## Raw data
──────────────────────────────

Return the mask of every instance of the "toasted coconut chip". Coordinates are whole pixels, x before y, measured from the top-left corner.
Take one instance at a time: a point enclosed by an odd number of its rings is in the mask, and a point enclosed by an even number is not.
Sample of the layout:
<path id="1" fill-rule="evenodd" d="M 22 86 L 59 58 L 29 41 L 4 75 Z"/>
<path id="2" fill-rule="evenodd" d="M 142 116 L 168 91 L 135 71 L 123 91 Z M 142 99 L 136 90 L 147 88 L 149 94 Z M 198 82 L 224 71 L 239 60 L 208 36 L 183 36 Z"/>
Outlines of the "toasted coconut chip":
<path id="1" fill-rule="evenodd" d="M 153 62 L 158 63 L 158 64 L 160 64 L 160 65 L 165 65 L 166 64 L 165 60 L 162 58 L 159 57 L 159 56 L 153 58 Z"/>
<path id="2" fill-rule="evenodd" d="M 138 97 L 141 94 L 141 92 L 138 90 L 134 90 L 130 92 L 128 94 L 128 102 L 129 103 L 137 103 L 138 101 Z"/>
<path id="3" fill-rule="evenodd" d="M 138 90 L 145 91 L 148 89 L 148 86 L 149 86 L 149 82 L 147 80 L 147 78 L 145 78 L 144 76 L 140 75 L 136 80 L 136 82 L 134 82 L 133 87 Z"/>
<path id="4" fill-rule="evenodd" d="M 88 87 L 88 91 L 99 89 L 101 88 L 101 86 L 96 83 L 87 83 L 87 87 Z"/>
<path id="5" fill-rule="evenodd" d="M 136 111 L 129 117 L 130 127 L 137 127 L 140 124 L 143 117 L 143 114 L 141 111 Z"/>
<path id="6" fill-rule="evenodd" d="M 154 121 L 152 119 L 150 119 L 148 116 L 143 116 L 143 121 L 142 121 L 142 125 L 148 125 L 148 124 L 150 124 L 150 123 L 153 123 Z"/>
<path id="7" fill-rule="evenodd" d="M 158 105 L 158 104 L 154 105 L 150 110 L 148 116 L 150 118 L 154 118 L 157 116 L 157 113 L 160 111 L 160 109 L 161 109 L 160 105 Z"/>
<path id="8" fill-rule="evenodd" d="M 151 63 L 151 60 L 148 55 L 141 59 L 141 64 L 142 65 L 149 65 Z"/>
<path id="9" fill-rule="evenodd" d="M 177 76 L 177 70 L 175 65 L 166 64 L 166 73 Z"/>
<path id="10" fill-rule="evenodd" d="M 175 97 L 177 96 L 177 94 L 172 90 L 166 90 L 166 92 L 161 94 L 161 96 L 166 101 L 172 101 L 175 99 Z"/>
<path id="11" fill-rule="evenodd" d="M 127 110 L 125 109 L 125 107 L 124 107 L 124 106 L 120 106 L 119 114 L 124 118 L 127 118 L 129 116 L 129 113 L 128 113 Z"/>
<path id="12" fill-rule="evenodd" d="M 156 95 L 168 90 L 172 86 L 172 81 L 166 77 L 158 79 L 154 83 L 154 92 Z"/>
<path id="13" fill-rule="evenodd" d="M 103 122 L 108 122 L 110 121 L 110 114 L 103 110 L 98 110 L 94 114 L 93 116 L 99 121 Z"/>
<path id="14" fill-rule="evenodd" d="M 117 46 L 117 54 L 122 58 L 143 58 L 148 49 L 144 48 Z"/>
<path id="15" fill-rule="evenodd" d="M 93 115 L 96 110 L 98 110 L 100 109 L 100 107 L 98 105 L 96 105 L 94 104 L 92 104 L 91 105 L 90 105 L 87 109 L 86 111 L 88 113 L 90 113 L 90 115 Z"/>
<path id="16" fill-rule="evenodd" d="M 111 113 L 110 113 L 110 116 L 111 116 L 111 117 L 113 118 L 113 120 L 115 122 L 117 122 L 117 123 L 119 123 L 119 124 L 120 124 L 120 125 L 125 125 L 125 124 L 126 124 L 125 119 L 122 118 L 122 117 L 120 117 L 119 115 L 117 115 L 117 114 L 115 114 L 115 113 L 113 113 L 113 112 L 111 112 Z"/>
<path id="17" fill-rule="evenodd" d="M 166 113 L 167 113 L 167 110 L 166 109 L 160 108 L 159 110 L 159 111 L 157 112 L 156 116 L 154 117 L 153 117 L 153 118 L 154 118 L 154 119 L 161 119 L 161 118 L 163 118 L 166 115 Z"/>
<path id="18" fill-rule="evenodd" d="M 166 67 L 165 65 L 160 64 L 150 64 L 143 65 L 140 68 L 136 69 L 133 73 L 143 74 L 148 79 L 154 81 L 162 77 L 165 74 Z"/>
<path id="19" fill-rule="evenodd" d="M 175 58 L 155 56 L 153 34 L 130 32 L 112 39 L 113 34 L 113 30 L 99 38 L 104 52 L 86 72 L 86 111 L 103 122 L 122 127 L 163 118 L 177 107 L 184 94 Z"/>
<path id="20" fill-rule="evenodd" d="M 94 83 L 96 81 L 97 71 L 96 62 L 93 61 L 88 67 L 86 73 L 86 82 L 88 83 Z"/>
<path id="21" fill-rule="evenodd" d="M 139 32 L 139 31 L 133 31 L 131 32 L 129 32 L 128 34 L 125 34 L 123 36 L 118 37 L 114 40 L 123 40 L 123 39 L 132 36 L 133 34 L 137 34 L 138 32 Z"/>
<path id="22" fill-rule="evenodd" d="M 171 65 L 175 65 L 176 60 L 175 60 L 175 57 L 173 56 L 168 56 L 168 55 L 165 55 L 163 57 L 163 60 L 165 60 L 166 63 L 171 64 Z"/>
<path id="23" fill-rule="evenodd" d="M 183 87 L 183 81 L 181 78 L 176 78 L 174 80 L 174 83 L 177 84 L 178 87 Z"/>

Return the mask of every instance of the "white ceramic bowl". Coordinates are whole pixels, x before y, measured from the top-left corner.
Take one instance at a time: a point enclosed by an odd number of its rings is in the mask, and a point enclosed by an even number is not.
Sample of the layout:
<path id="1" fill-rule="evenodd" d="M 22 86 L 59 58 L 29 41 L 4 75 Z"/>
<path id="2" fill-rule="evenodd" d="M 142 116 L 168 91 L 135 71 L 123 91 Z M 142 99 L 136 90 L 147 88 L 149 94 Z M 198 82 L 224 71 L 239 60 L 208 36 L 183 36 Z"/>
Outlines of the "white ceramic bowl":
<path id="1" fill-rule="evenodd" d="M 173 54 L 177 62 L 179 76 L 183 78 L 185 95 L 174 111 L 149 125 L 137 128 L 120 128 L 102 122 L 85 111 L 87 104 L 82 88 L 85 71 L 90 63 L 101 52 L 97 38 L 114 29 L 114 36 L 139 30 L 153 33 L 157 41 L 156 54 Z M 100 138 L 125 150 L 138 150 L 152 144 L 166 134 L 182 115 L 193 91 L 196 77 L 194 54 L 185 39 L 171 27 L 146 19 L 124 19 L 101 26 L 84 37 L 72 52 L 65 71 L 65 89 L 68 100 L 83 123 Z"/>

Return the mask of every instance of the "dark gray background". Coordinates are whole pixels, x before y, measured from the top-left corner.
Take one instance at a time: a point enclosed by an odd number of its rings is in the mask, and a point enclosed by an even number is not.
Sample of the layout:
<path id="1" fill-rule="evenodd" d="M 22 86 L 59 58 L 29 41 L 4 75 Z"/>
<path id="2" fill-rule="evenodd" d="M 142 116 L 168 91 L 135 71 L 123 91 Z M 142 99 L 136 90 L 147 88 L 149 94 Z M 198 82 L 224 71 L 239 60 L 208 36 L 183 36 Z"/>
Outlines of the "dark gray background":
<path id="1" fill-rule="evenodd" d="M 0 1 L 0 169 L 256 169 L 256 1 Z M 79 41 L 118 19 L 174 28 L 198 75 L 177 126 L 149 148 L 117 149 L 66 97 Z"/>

──────────────────────────────

## Exercise requirements
Please rewrite the rows from the start through the line containing "136 111 L 129", renaming "rings" to "loops" and keeping everything else unchanged.

## Answer to this task
Return the mask of every instance of the "toasted coconut chip". Coordinates are whole pixels, x before y, measured from the top-left corner.
Take one instance at a time: a point enclosed by an odd number of its loops is in the mask, and a point enclosed by an even number is not.
Sample of the layout:
<path id="1" fill-rule="evenodd" d="M 22 86 L 59 58 L 29 41 L 4 75 Z"/>
<path id="2" fill-rule="evenodd" d="M 142 116 L 168 91 L 135 71 L 123 91 Z M 142 99 L 136 90 L 147 88 L 149 94 Z M 198 82 L 224 71 L 239 60 L 208 36 L 183 36 Z"/>
Outlines of the "toasted coconut chip":
<path id="1" fill-rule="evenodd" d="M 153 62 L 158 63 L 158 64 L 160 64 L 160 65 L 165 65 L 166 64 L 165 60 L 162 58 L 159 57 L 159 56 L 153 58 Z"/>
<path id="2" fill-rule="evenodd" d="M 138 97 L 141 94 L 141 92 L 138 90 L 134 90 L 130 92 L 128 94 L 128 102 L 129 103 L 137 103 L 138 101 Z"/>
<path id="3" fill-rule="evenodd" d="M 138 90 L 145 91 L 148 89 L 148 86 L 149 86 L 149 82 L 147 80 L 147 78 L 145 78 L 144 76 L 140 75 L 136 80 L 136 82 L 134 82 L 133 87 Z"/>
<path id="4" fill-rule="evenodd" d="M 88 87 L 88 91 L 99 89 L 101 88 L 101 86 L 96 83 L 87 83 L 87 87 Z"/>
<path id="5" fill-rule="evenodd" d="M 136 111 L 129 117 L 130 127 L 137 127 L 140 124 L 143 117 L 143 114 L 141 111 Z"/>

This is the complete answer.